- Written task: Each line of the material must be returned exactly.

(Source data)

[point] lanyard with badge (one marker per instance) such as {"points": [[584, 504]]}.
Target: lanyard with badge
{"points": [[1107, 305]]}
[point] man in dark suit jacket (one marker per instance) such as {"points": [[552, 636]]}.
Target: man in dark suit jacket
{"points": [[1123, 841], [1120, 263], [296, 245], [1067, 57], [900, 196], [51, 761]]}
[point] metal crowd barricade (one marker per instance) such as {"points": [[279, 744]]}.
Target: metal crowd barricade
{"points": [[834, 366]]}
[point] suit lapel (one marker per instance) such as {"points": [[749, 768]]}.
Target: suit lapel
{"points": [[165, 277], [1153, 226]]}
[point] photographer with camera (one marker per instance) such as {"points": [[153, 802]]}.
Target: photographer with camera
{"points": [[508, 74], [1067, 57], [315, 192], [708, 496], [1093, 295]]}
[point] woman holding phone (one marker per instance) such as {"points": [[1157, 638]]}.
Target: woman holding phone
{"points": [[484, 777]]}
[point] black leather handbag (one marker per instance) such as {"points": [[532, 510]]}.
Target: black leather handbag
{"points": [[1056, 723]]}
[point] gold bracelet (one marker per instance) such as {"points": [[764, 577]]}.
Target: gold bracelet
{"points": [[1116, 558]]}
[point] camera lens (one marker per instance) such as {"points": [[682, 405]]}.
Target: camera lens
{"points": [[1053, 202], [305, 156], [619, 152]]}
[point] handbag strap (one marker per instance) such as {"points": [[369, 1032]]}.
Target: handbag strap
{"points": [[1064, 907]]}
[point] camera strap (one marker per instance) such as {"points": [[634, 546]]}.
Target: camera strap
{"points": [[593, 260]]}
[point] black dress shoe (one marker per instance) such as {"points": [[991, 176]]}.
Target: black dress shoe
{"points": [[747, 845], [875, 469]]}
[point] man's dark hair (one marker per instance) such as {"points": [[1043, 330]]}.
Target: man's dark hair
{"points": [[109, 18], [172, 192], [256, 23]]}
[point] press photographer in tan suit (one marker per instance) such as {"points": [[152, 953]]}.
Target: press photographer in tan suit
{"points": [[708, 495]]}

- Complete answer:
[point] lanyard with badge (one marker per instance) such as {"points": [[584, 504]]}.
Target: lanyard with badge
{"points": [[1107, 305]]}
[point] man in dark suit jacket (one marker per instance) such as {"points": [[552, 636]]}.
Target: man in dark suit jacket
{"points": [[1123, 841], [1120, 263], [296, 245], [1067, 57], [900, 196], [51, 761]]}
[point] metal crowd barricade (one marker per instance) such as {"points": [[279, 744]]}.
Target: metal crowd barricade
{"points": [[834, 366]]}
[point] suit lapel (one marker per instance) such as {"points": [[749, 768]]}.
Target: suit lapel
{"points": [[165, 277], [1153, 226]]}
[point] photographer with camera (one marker per instance) such as {"points": [[153, 802]]}.
Target: photographer with camera
{"points": [[508, 74], [1067, 57], [315, 192], [708, 496], [1093, 295]]}
[point] woman holding phone (one marker per instance) such as {"points": [[1157, 638]]}.
Target: woman holding phone
{"points": [[484, 777]]}
[point] black leather handbag (one marker per instance) such as {"points": [[532, 510]]}.
Target: black leather handbag
{"points": [[1056, 723]]}
[point] gold bracelet (one marker per instance) such as {"points": [[764, 577]]}.
Target: gold bracelet
{"points": [[1116, 558]]}
[point] camera lens (one marker per instance) such as {"points": [[682, 405]]}.
Target: camera lens
{"points": [[1053, 202], [305, 156], [619, 152]]}
[point] handbag strap (one marker per instance) such as {"points": [[369, 1032]]}.
Target: handbag strap
{"points": [[1064, 907]]}
[point] camera strap (one marker per instance) such as {"points": [[634, 546]]}.
Target: camera strap
{"points": [[593, 260]]}
[point] black dress shoe (one marker per instance) such as {"points": [[991, 176]]}.
Target: black dress shoe
{"points": [[747, 845], [875, 469]]}
[point] man's dark hair (one marker per instance) such as {"points": [[1043, 330]]}.
Target: man's dark hair
{"points": [[109, 18], [172, 192], [256, 23]]}
[point] press photographer in tan suit (one marker per instance) such as {"points": [[152, 953]]}.
Target: press photographer in tan suit
{"points": [[708, 495]]}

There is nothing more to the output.